WHAT TO PRODUCE =>
Convert the material, starting at the line that contains "In the photograph above, where can the shadow on water" and ending with the last line of the material, into a Markdown table with the columns Row and Text, where Row numbers each line and Text holds the line itself. Omit blank lines.

LISTED RECORDS =>
.....

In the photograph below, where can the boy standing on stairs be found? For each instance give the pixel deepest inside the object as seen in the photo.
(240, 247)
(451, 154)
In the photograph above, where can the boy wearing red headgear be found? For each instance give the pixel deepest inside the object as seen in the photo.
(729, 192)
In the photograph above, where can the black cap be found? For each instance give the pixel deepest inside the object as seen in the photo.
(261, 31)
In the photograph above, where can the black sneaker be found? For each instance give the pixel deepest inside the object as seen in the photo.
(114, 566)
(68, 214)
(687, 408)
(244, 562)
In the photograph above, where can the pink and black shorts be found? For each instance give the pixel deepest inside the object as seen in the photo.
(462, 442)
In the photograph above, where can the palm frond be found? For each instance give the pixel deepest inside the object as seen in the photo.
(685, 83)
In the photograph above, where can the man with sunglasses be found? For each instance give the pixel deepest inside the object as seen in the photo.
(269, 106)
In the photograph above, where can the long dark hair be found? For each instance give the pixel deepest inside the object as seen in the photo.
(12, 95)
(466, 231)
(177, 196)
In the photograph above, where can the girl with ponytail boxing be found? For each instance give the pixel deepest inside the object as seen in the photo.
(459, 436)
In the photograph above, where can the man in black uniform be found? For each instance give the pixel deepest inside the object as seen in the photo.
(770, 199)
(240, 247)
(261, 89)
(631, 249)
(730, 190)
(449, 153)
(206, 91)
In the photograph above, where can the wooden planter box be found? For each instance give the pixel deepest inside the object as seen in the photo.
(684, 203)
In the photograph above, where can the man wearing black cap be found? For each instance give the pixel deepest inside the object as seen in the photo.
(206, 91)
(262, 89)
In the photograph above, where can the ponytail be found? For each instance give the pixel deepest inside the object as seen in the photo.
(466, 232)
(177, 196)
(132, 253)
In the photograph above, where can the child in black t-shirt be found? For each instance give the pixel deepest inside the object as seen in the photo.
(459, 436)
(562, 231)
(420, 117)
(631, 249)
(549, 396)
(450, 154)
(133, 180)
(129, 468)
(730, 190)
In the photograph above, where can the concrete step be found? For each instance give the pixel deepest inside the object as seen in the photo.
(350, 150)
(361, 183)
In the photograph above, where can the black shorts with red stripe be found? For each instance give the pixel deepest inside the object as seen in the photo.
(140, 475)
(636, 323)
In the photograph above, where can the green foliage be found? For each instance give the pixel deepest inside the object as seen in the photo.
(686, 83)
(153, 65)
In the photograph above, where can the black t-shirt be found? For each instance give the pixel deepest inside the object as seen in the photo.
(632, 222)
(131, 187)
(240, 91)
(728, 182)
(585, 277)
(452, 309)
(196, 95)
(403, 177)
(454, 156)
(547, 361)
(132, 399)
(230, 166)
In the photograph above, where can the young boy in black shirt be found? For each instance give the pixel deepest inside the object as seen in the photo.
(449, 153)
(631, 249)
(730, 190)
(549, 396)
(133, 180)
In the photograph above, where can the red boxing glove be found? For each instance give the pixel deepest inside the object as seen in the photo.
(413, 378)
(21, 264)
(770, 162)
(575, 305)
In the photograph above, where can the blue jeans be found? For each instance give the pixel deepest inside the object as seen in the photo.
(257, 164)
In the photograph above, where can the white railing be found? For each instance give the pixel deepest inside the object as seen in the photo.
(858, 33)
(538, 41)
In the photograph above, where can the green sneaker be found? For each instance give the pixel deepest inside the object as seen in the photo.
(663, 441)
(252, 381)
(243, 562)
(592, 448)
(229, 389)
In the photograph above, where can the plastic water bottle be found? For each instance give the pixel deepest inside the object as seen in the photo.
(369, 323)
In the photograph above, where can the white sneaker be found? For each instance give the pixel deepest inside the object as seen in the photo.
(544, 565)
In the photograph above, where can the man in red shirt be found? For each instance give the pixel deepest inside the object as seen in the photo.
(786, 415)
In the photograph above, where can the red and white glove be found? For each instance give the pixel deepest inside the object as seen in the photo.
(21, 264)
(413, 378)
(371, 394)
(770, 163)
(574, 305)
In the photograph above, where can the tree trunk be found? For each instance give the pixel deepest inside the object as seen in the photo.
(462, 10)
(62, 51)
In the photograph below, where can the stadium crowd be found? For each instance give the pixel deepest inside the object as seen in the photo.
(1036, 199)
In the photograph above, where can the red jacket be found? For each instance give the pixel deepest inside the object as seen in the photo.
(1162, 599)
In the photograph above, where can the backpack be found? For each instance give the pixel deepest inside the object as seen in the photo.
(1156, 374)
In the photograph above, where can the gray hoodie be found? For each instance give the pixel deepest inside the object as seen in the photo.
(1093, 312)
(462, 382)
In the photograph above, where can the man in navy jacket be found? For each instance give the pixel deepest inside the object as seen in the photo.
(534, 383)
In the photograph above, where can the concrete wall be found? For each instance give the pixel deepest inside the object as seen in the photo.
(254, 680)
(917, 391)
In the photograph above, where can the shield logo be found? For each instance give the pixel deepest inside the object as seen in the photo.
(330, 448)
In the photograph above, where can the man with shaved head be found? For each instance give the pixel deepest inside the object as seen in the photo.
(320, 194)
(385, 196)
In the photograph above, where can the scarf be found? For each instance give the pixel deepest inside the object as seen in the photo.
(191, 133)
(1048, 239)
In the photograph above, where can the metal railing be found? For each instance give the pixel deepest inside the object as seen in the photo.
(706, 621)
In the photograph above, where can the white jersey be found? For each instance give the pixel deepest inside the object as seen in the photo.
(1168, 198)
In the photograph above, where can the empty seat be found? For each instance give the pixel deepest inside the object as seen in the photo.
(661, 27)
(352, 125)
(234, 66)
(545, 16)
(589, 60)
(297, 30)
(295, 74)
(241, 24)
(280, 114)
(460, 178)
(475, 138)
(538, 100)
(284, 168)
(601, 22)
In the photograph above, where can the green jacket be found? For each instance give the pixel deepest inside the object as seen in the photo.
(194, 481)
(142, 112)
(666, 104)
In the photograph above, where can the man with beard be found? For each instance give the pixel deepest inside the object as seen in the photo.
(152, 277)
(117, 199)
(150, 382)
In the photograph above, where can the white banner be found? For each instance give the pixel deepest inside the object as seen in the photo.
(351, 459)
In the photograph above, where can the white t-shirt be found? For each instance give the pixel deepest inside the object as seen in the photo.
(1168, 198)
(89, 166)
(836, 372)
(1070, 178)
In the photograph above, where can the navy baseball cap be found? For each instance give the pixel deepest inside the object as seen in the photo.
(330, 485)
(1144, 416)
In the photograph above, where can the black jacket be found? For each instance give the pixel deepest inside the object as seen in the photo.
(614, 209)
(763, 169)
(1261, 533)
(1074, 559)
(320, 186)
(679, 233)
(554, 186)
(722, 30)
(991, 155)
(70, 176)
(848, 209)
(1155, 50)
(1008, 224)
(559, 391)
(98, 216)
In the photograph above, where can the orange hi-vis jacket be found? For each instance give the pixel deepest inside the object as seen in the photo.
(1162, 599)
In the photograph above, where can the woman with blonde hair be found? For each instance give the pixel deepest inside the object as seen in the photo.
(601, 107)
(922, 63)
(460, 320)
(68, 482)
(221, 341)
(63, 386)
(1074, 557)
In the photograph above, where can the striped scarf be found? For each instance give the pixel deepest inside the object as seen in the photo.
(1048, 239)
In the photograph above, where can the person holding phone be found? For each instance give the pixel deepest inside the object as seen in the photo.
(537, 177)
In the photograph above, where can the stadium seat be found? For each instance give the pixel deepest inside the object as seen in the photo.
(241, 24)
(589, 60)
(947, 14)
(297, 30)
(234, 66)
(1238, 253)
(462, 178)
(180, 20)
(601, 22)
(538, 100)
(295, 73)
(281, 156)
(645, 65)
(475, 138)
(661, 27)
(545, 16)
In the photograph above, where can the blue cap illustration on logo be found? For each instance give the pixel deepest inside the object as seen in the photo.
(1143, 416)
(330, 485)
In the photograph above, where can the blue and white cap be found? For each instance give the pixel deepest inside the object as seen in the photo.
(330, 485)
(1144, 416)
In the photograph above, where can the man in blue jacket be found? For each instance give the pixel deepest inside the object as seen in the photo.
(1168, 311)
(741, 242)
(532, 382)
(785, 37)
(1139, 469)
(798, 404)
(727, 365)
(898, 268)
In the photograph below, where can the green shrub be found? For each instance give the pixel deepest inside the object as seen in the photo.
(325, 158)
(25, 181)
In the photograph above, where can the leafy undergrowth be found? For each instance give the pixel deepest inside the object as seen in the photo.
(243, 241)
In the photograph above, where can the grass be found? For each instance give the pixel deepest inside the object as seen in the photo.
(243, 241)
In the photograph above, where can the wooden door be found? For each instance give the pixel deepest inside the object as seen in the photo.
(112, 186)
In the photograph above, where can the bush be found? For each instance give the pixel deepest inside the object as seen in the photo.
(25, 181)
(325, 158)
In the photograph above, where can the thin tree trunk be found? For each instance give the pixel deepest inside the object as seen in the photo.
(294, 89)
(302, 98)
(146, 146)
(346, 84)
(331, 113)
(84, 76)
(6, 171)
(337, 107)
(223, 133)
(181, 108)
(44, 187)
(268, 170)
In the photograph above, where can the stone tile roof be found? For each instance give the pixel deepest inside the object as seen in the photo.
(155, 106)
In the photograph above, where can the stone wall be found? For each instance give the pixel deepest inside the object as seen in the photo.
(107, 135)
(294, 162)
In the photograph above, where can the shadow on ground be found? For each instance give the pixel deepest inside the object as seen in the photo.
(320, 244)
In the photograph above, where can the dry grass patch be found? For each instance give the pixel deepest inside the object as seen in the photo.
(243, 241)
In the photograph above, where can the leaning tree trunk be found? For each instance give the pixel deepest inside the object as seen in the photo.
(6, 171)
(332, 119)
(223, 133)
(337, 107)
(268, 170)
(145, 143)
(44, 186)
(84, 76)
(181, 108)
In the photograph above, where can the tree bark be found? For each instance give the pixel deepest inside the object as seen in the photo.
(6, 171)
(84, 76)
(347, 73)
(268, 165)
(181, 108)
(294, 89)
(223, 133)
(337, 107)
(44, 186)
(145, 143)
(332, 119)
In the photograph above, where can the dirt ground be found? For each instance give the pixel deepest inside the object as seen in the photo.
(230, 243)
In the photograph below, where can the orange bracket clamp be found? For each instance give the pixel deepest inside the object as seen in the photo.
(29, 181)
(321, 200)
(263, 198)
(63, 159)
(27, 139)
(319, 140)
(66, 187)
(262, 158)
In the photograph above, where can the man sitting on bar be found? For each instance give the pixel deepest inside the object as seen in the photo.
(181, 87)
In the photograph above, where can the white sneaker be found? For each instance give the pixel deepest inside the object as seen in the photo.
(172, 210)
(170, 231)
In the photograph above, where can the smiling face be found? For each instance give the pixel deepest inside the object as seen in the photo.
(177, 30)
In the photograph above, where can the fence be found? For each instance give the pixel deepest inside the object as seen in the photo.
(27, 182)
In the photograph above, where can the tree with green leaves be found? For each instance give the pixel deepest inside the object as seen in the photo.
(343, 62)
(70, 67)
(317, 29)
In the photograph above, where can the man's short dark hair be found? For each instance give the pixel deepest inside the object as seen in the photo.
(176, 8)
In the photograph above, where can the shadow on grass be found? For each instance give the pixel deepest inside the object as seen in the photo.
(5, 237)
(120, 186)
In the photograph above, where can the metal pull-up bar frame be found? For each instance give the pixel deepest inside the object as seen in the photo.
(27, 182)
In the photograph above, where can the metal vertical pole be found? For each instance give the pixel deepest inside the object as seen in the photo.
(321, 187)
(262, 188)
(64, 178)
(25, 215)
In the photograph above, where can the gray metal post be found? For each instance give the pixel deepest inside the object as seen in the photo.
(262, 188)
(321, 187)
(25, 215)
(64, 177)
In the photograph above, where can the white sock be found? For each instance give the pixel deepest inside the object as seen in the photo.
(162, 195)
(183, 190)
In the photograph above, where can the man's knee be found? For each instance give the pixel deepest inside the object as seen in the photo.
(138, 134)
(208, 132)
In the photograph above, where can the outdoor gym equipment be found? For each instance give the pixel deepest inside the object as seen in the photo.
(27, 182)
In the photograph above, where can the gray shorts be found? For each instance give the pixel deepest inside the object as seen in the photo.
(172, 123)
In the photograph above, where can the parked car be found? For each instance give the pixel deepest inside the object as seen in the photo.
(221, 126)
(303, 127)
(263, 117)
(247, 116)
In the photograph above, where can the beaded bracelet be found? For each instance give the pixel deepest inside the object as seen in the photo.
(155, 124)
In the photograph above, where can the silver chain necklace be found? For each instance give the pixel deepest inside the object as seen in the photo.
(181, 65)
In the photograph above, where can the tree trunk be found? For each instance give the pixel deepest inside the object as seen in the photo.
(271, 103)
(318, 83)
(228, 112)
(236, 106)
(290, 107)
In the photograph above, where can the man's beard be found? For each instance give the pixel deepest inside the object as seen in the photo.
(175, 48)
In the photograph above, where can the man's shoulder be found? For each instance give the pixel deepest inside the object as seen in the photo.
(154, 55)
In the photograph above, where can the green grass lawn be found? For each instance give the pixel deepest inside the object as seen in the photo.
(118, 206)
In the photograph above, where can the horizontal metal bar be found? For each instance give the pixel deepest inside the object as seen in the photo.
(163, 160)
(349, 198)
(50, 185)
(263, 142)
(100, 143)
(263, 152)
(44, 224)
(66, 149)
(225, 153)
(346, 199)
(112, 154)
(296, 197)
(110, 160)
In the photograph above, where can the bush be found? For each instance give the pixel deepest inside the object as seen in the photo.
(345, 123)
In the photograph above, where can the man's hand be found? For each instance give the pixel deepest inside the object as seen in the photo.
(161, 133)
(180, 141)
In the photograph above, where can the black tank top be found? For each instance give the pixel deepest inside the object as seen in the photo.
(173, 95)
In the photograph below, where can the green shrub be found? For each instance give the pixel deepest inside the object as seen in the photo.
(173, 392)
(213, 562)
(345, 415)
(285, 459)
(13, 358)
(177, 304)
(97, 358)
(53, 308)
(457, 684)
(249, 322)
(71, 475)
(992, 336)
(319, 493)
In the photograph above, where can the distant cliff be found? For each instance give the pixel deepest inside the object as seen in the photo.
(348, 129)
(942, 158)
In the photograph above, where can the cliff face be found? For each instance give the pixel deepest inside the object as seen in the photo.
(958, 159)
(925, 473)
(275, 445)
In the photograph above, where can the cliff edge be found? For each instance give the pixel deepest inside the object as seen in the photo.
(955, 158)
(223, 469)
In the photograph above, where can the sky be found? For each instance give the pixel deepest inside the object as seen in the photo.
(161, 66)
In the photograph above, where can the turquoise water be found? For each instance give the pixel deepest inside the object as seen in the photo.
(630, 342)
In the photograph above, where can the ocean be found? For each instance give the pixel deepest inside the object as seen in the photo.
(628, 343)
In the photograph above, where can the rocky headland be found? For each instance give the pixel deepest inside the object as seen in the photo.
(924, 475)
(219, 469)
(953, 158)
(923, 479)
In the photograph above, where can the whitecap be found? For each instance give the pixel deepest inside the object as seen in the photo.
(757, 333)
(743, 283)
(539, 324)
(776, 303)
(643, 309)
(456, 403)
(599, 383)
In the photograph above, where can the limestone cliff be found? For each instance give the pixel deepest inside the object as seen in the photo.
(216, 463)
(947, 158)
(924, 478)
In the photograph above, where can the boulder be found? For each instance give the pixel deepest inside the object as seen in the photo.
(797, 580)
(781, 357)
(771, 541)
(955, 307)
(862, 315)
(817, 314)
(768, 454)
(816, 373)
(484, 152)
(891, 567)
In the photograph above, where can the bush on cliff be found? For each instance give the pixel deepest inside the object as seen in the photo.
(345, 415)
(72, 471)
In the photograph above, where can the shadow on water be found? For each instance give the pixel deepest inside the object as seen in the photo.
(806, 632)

.....

RESPONSE TO THE EXERCISE =>
| Row | Text |
|---|---|
| 1 | In the photograph above, where can the shadow on water be found? For each instance give the pixel deepest inside the object as seen in the photo. |
| 2 | (806, 632) |